Requests:
#1 In the lighting measurement passage, retype the part from "shows the energy" to "is around 0.33–11.67%.".
#2 Render this sentence from the lighting measurement passage in Spanish: "The control system algorithm is built in the LabVIEW environment."
#3 Decide whether each statement agrees with the lighting measurement passage. Answer yes or no, quoting the deciding words. (a) The whiteboard is taken into account in Measurement Scheme 1. (b) In Measurement Scheme 1B, the LED Fresnel lamps outside the measurement area are dimmed to 50%. (c) The measurement is repeated every minute.

Table 3. The energy consumption of an LED lamp in various brightness levels.

Brightness Level (%)	Measured Energy Consumption (W)	Product Information Output Power (W)	Difference (%)
10	6.7	6	11.67
20	12.3	12	2.5
30	18.6	18	3.33
40	23.9	24	0.42
50	29.9	30	0.33
60	36.7	36	1.94
70	41.9	42	0.24
80	48.4	48	0.83
90	56	54	3.7
100	62	60	3.33

shows the energy consumption of an LED lamp in various brightness levels. The difference between the measured energy consumption and the product information is around 0.33–11.67%.

2.4. Measurement Schemes

Based on the three different activities mentioned in Section 2.1, three measurement schemes with different LCSs are presented. Each scheme is applied for two conditions: the first is the room assumed as a closed room without windows, and the second is the room assumed to have a large window. The LED Fresnel lamps placed outside the measurement area are turned on, and it is assumed that daylight penetrates the room. The control system algorithm is built in the LabVIEW environment. LabVIEW is a visual programming language developed by National Instruments and used for measuring, monitoring, controlling, and recording operating conditions [18,29,30,31]. LabVIEW supports thousands of hardware devices, including Arduino, and has been implemented in smart building control to control lighting electricity, shading devices, and home safety [32,33,34]. In LabVIEW, the brightness levels of each lamp are set by responding to the luminance values.

2.4.1. Measurement Scheme 1

In Measurement Scheme 1, the room functions as a self-studying room for writing and reading activities, which requires a uniform luminance value of approximately 100 cd/m² for the entire room. The whiteboard is not considered in this scheme. In Measurement Scheme 1A, the room is assumed to be a closed room without windows, and in Measurement Scheme 1B, the room is assumed to have a large window on one side such that daylight penetrates through the window. In Measurement Scheme 1B, the LED Fresnel lamps outside the measurement area are dimmed to 50% so that the luminance values in the measurement area do not exceed the requirement and shading devices do not need to be used. Figure 6 shows the LCS for Measurement Scheme 1. First, the room is divided into two areas, and the average luminance values of each area are compared to detect whether daylight is present. If the average luminance values of one area are much higher than those of the other, the lamps in the other area are brightened by 10% in sequence until the average luminance values of both areas are close to equal. Then, if the luminance values of the entire room are less than 100 cd/m², the lamps in columns 1 and 3 are simultaneously brightened by 10%, followed by the lamps in column 2 (L₁, L₃–L₂). This order is used instead of the order from column 1 to column 3 (L₁–L₂–L₃) because the latter order leads to all the lamps brightening to the same brightness level to meet the required luminance values, which has an effect no different from brightening all the lamps simultaneously (Appendix A). In addition, when the lamps placed on the rear sides brighten, they also illuminate the area in the center of the room. The measurement is repeated every three minutes per iteration because over one minute, the IP camera creates a series of images, and the lamp brightness levels should not change; otherwise, the created HDRis will not be accurate. Therefore, at least one additional minute after a change in lamp brightness levels is needed to create the next series of images.

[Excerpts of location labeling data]

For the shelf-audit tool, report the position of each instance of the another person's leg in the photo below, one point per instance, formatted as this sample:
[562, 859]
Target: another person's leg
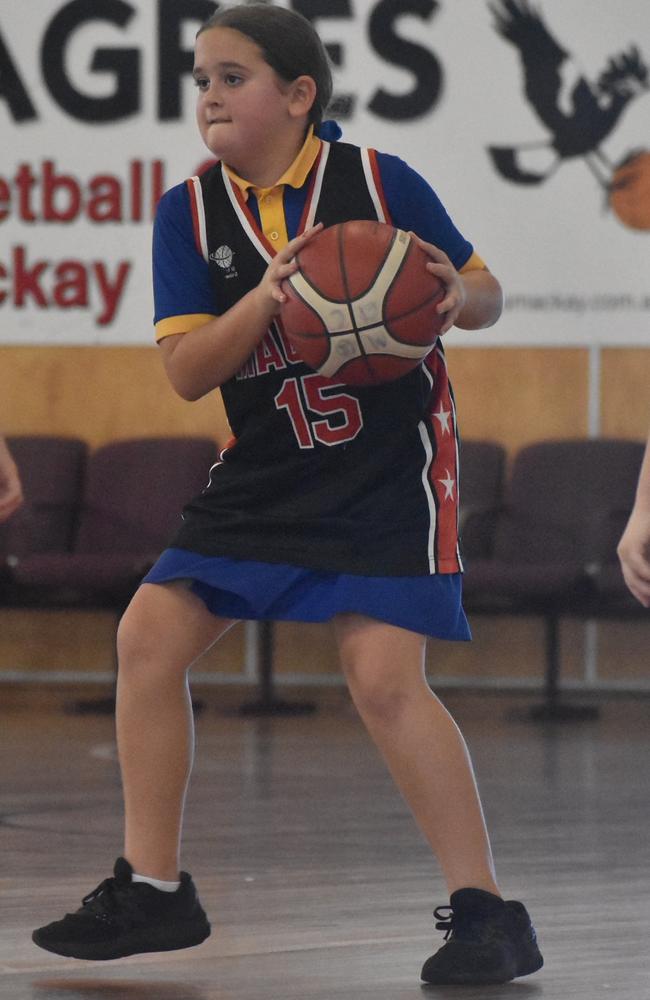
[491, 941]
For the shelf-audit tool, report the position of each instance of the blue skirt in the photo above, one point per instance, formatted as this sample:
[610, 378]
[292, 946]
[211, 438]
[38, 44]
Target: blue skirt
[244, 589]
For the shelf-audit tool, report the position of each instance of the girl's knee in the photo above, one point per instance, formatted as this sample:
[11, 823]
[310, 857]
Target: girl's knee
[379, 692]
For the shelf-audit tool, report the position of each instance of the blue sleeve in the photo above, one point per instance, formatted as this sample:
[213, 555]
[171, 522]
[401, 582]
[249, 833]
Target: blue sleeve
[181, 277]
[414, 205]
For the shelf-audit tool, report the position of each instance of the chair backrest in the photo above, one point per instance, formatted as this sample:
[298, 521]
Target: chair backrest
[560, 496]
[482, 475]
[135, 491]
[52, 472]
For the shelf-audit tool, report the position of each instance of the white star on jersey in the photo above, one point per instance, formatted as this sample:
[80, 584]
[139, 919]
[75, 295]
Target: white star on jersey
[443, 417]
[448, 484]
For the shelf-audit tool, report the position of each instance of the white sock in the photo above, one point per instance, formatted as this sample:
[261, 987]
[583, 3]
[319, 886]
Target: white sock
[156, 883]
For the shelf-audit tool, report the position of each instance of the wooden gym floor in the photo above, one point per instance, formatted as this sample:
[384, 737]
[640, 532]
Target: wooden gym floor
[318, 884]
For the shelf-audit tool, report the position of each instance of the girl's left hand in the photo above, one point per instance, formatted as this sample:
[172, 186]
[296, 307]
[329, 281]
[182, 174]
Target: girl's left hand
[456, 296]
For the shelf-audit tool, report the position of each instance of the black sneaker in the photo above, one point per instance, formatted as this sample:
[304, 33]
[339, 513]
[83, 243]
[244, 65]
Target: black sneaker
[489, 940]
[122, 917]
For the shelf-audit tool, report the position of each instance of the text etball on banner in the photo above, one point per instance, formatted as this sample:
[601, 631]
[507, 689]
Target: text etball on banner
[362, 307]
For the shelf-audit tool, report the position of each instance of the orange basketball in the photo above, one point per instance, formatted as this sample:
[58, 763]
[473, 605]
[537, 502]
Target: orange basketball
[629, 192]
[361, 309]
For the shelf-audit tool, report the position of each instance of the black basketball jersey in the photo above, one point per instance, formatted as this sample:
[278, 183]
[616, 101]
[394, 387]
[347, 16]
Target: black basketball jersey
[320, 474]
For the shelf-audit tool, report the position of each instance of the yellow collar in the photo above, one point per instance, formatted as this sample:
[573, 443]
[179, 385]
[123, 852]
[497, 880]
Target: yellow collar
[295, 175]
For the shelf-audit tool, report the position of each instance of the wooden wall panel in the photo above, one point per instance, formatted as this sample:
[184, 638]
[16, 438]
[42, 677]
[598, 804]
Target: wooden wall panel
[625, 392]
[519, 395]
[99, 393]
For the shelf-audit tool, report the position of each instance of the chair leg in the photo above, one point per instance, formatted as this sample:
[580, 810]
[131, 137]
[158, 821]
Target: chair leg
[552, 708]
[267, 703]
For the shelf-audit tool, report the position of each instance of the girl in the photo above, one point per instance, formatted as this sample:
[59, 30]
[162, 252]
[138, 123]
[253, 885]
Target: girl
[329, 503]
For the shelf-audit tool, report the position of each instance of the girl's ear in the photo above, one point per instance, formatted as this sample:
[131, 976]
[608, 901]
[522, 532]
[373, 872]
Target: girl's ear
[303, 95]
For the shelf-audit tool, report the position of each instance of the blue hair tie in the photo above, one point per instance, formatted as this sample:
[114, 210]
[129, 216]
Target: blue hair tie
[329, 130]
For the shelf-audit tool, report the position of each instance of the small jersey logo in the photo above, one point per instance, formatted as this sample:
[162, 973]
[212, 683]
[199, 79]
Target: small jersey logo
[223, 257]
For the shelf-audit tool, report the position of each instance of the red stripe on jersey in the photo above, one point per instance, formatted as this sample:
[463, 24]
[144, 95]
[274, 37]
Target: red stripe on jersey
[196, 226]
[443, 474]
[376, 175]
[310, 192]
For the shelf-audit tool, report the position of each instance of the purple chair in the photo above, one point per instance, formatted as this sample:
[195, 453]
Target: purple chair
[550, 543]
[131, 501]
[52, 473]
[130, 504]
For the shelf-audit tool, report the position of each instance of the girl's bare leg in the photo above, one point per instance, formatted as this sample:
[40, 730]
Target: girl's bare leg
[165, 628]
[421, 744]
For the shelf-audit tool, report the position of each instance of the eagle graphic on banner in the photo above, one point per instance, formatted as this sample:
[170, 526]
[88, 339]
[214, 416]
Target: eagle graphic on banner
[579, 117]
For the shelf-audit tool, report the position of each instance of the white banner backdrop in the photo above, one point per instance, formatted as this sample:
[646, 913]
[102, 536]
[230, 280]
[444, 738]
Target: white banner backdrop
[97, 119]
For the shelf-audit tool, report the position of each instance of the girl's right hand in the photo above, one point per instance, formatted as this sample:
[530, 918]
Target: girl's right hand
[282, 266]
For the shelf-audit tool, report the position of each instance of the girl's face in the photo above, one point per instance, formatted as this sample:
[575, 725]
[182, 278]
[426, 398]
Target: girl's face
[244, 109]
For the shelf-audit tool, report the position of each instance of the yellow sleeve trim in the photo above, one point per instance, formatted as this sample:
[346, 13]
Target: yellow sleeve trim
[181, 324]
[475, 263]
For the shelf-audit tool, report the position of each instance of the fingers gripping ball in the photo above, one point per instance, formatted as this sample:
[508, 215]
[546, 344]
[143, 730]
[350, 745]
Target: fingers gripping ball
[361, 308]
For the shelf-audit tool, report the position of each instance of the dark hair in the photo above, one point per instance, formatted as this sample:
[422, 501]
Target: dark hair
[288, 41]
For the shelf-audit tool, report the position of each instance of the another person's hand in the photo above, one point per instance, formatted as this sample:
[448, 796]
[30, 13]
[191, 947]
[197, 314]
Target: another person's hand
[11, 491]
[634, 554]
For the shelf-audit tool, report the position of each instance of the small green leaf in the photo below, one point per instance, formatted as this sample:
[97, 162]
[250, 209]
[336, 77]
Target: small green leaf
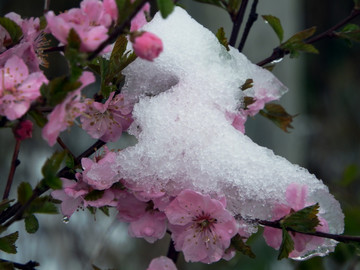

The replies:
#1
shows the energy consumption of an LED lamp in various brightness levels. The difference between the measured energy consumption and the product information is around 0.33–11.67%.

#2 El algoritmo del sistema de control está construido en el entorno LabVIEW.

#3
(a) No: "The whiteboard is not considered in this scheme."
(b) Yes: "In Measurement Scheme 1B, the LED Fresnel lamps outside the measurement area are dimmed to 50%"
(c) No: "The measurement is repeated every three minutes per iteration"